Direction 1:
In the wall-patching thread, which direction does m.n.j.chell first run the drill when using a hole saw on drywall?
··· Page extract ···
# Pretty clever way to patch a wall.



## Steve Neul (Sep 2, 2011)




----------



## woodnthings (Jan 24, 2009)

*I been doin' it that way for years*

A 4" hole will allow your hand to get inside and reach for wires etc. I then glue a 2" wide drywall or wood backer inside the hole held with 2 drywall screws. When the glue is set up, I replace the plug back in the hole and fill the gap with compound. Sand it flush and you can't tell it was ever there.... PS, I didn't watch the video so .....:nerd2:


----------



## epicfail48 (Mar 27, 2014)

Huh, neat. Ill have to keep this one in mind


----------



## GeorgeC (Jul 30, 2008)

woodnthings said:


> A 4" hole will allow your hand to get inside and reach for wires etc. I then glue a 2" wide drywall or wood backer inside the hole held with 2 drywall screws. When the glue is set up, I replace the plug back in the hole and fill the gap with compound. Sand it flush and you can't tell it was ever there.... PS, I didn't watch the video so .....:nerd2:


This technique works on a wide range of hole sizes. Use multiple backers on larger holes. Difficult to do with hole much smaller than 2".

George


----------



## shoot summ (Feb 21, 2014)

I use these, quick, not as cheap though.

https://smile.amazon.com/Walboard-T...&qid=1477999155&sr=8-6&keywords=drywall+patch


----------



## Steve Neul (Sep 2, 2011)

What I've been doing is cut the hole square and screw a couple 1x2's over the back side of the hole for the patch. Then a little mesh tape and it's ready for mud.


----------



## shoot summ (Feb 21, 2014)

Steve Neul said:


> What I've been doing is cut the hole square and screw a couple 1x2's over the back side of the hole for the patch. Then a little mesh tape and it's ready for mud.


That's the way I've done it for years, basically any scrap I have laying around that will take a screw, ply seems to work best as solid material tends to split. Depending on the patch, and what scrap I have I will sometimes bridge the hole, or just make support "fingers" that come in from the edge.

For smaller one or two hole patches I go with the pre-made ones I listed above. Not cheap material wise, but really cheap time wise, peal and stick...


----------



## woodnthings (Jan 24, 2009)

*the hole saw won't won't if ...*



Steve Neul said:


> What I've been doing is cut the hole square and screw a couple 1x2's over the back side of the hole for the patch. Then a little mesh tape and it's ready for mud.


If you already have a small hole to repair and can get the pilot started just away from the hole, the hole saw WILL work. If not, you'll need to cut a rectangular hole and use Steve's method. The hole saw method does eliminate measuring and fitting a scrap in an irregular size hole.:smile3:


----------



## Steve Neul (Sep 2, 2011)

My only issue with the hole saw method as shown in the video is when he was tearing off the excess rock from around the center plug you could see he was tearing the paper loose in spots on the plug too. This would create a void in the paper that would show up when you mud over it. He must have worked some glue under the paper not shown in the video. 

Even using the hole saw I think I would be inclined to put wood behind the patch.


----------



## m.n.j.chell (May 12, 2016)

Using a hole saw on dry wall, I run the drill backwards until it cuts through the paper, then run it forward to complete the cut. Makes for a much cleaner "exposed side" cut.


----------



## FrankC (Aug 24, 2012)

It is what it is, another way to patch a hole, probably used more by apartment maintenance people than the average home owner due to the simplicity of only needing a random thickness of drywall to do the job.

Chances are that I will have forgotten about the method next time I have to patch a hole and just use my backer board system again.


----------
··· Material for this exercise ···
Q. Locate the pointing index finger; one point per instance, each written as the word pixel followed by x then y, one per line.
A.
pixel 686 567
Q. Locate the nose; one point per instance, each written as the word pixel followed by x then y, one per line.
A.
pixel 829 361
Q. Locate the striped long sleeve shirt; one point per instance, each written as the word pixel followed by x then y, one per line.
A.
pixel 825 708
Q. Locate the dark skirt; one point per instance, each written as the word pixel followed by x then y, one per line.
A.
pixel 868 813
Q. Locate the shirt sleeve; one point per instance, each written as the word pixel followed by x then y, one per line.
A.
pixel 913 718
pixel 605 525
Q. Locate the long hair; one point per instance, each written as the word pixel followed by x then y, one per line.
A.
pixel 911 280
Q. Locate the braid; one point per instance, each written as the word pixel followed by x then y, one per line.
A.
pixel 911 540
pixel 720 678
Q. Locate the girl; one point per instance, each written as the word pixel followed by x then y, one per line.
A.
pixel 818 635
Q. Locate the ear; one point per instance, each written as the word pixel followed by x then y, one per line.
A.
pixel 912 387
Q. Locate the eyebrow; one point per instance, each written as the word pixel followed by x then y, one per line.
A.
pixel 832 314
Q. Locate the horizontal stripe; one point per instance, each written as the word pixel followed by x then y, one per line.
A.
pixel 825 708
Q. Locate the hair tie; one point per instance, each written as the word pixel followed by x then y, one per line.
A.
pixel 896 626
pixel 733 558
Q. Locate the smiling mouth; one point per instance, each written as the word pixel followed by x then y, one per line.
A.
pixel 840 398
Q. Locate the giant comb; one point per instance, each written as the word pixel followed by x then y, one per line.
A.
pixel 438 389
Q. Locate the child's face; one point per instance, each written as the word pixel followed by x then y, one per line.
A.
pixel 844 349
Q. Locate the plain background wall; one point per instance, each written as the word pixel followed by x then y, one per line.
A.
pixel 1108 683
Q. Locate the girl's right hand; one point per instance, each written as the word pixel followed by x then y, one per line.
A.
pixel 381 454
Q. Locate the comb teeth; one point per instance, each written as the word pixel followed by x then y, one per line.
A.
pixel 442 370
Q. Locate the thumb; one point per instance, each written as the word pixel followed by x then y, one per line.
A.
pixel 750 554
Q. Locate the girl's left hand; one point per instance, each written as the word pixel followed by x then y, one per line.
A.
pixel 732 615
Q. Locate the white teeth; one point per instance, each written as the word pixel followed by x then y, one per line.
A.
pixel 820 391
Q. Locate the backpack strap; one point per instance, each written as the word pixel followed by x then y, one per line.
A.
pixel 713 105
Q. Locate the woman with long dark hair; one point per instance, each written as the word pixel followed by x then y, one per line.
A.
···
Direction 2:
Reproduce the point placement rows from their first line through the line containing "pixel 829 361", switching each "Locate" to "Mark" and leaving everything else the same. Give only those lines.

Reply 1:
Backwards, until it cuts through the paper.

Reply 2:
Q. Mark the pointing index finger; one point per instance, each written as the word pixel followed by x then y, one per line.
A.
pixel 686 567
Q. Mark the nose; one point per instance, each written as the word pixel followed by x then y, one per line.
A.
pixel 829 361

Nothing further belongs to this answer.